WORK INSTRUCTIONS:
Rewrite the data below as a Markdown table with the columns "Row" and "Line", numbering each non-blank line in order and omitting blank lines.

DATA IN THIS EXERCISE:
--- start ---
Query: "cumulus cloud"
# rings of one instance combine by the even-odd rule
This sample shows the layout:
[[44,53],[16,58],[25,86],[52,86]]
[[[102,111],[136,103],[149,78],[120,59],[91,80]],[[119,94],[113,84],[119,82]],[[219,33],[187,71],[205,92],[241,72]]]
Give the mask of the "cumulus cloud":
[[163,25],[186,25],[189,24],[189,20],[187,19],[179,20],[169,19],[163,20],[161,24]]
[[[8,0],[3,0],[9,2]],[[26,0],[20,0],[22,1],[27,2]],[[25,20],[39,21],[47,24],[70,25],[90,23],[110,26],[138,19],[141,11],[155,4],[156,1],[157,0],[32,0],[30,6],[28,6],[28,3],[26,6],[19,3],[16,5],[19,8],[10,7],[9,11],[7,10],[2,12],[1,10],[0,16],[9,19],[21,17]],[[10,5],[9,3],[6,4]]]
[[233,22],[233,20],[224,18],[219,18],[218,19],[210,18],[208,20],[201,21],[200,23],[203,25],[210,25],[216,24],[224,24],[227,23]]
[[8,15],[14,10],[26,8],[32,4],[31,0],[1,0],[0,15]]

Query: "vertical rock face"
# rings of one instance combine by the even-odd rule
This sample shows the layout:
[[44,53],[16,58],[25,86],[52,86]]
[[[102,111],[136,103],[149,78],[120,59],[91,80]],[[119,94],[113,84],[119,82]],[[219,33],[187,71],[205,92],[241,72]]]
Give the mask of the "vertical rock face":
--- end ---
SOLUTION FOR THIS TASK:
| Row | Line |
|---|---|
| 1 | Query: "cumulus cloud" |
| 2 | # rings of one instance combine by the even-odd rule |
| 3 | This sample shows the layout: |
| 4 | [[44,53],[16,58],[25,86],[52,86]] |
| 5 | [[[102,111],[136,103],[149,78],[120,59],[91,80]],[[119,94],[113,84],[119,82]],[[219,33],[187,71],[205,92],[241,72]]] |
| 6 | Give the mask of the "cumulus cloud": |
| 7 | [[163,25],[186,25],[189,24],[189,20],[187,19],[179,20],[169,19],[163,20],[161,24]] |
| 8 | [[[8,0],[3,0],[9,2]],[[26,0],[20,0],[22,1],[27,2]],[[25,20],[39,21],[47,24],[70,25],[90,23],[110,26],[138,19],[141,11],[155,4],[156,1],[157,0],[32,0],[30,6],[28,6],[28,3],[26,6],[19,3],[16,5],[19,8],[10,7],[9,11],[7,10],[2,12],[1,10],[0,16],[9,19],[21,17]],[[10,5],[9,3],[6,4]]] |
| 9 | [[233,22],[233,20],[224,18],[219,18],[218,19],[210,18],[208,20],[201,21],[200,23],[203,25],[210,25],[216,24],[224,24],[227,23]] |
| 10 | [[8,15],[14,10],[26,8],[32,4],[31,0],[1,0],[0,15]] |
| 11 | Query: "vertical rock face" |
| 12 | # rings of one instance combine by the even-odd rule |
| 13 | This sample shows the layout: |
| 14 | [[44,53],[16,58],[25,86],[52,86]] |
| 15 | [[[102,111],[136,103],[149,78],[120,59],[91,80]],[[119,94],[113,84],[119,82]],[[219,33],[187,71],[205,92],[241,72]]] |
| 16 | Give the mask of the "vertical rock face": |